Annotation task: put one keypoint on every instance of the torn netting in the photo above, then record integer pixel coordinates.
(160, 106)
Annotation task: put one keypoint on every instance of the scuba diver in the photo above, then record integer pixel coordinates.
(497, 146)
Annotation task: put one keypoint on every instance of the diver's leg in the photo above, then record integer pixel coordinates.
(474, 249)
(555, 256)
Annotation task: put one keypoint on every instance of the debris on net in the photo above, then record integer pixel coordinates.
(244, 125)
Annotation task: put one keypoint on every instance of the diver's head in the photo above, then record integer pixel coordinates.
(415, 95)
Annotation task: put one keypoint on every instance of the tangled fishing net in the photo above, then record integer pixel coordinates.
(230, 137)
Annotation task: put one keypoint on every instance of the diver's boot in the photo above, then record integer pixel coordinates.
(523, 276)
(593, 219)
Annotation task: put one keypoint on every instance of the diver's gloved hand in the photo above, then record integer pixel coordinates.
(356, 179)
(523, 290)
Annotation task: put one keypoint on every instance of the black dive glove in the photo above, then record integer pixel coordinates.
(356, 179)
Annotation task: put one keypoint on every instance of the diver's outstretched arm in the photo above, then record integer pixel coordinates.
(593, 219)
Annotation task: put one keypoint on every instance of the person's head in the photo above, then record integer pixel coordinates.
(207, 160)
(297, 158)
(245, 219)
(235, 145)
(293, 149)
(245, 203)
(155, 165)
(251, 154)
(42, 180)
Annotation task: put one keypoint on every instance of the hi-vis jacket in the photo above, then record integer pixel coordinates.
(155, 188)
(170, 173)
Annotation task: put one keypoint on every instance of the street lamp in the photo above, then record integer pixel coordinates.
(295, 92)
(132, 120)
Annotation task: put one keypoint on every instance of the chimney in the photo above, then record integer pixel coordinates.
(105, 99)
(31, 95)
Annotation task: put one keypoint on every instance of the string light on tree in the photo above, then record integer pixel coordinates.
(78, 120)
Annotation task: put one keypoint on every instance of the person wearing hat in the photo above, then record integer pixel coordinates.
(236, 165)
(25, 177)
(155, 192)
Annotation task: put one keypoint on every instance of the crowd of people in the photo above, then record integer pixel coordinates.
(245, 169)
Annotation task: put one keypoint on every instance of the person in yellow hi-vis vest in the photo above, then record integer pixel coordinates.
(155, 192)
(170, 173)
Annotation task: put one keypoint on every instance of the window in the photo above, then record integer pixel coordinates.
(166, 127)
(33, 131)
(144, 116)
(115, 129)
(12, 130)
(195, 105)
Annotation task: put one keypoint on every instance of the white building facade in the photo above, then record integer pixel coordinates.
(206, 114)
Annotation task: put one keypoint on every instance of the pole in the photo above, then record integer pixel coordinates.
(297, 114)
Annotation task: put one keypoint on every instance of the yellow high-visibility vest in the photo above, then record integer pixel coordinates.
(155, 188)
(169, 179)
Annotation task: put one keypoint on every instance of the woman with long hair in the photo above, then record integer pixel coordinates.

■ GIVEN PROBLEM ■
Take the listing above and set it down exactly.

■ SOLUTION TO THE EXERCISE ■
Annotation task: put one keypoint on every instance of the torn netting in the photo above, then record integer pixel coordinates.
(160, 106)
Annotation task: put one keypoint on every instance of the scuba diver in the photo above, then record integer pixel coordinates.
(497, 146)
Annotation task: put one keypoint on every instance of the diver's leg in the photo above, then record integer pixel coordinates.
(474, 249)
(555, 256)
Annotation task: put one keypoint on every instance of the debris on net in the photo above, then record integer pixel coordinates.
(244, 125)
Annotation task: put one keypoint on every instance of the diver's head in the photo above, then record integer pixel coordinates.
(415, 95)
Annotation task: put one keypoint on every instance of the tangled fishing net in the photo above, then record integer pixel coordinates.
(230, 137)
Annotation task: put one keypoint on every instance of the diver's boot in the photo above, then record integer pixel coordinates.
(523, 276)
(593, 219)
Annotation task: put one keypoint on every instance of the diver's gloved hand in the photo above, then record integer pixel coordinates.
(356, 179)
(523, 290)
Annotation task: put one keypoint on every instance of the black dive glove in the photo above, then record integer pixel coordinates.
(356, 179)
Annotation task: put one keypoint on every instance of the diver's outstretched arm in the photo above, then record integer pixel coordinates.
(593, 219)
Annotation task: put one keypoint on every instance of the person's head in the photo above, then record integer pixel coordinates.
(207, 160)
(297, 158)
(245, 219)
(235, 145)
(293, 149)
(245, 203)
(155, 165)
(251, 154)
(42, 180)
Annotation task: put one keypoint on every instance of the hi-vis jacket in the photo above, then record integer pixel coordinates.
(155, 188)
(170, 173)
Annotation task: put one keypoint on every instance of the street lamp in the photo above, then record integer pixel coordinates.
(295, 92)
(132, 120)
Annotation task: put one keypoint on every instance of the chimney in the photo above, then record integer pixel coordinates.
(105, 99)
(31, 95)
Annotation task: put one keypoint on every instance of the string light on tree in the photo above, then record integer pixel coordinates.
(78, 120)
Annotation task: put one keypoint on every instance of the person wearing hat in the photo above, then record integer pixel coordinates.
(236, 165)
(25, 177)
(155, 192)
Annotation task: put one keypoint on every instance of the crowd of people in the photo above, then record integer pixel coordinates.
(245, 169)
Annotation task: put one keypoint on every instance of the person in yellow hi-vis vest in the photo above, then record integer pixel coordinates.
(155, 192)
(170, 173)
Annotation task: put one keypoint on every instance of the window in the photo above, then record integer pixel coordinates.
(166, 127)
(33, 131)
(144, 116)
(115, 129)
(12, 130)
(195, 105)
Annotation task: put one keypoint on every instance of the white building facade in the photo above, then record integer pixel coordinates.
(206, 114)
Annotation task: put one keypoint on every instance of the pole in the photo above, then record integer pixel coordinates.
(297, 114)
Annotation task: put one keypoint on every instance of the yellow high-visibility vest in the photo above, then record integer pixel coordinates.
(155, 188)
(169, 179)
Annotation task: put one keypoint on every instance of the woman with long hair in the photo above, then record integer pixel coordinates.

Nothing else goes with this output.